• WHAT YOU HAVE TO DO: Without any images, output the records below verbatim.

[Dataset entries]
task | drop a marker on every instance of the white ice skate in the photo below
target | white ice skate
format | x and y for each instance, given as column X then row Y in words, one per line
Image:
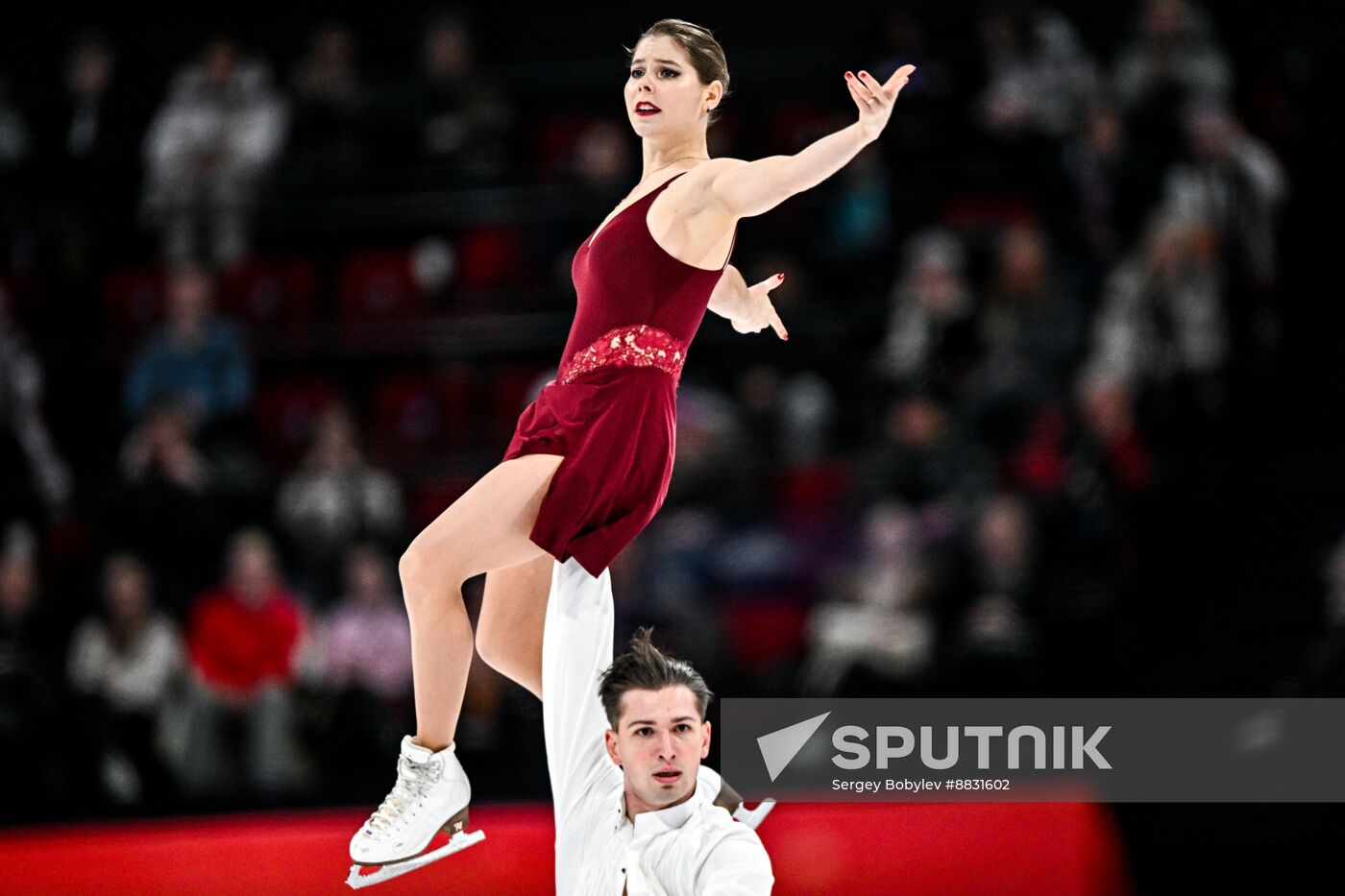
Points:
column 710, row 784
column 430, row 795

• TASK RESULT:
task | drop a marker on every instance of the white ice skate in the photo below
target | white ice skate
format | x and y for each instance, given as column X then row Y in words, one per line
Image:
Points:
column 710, row 784
column 430, row 795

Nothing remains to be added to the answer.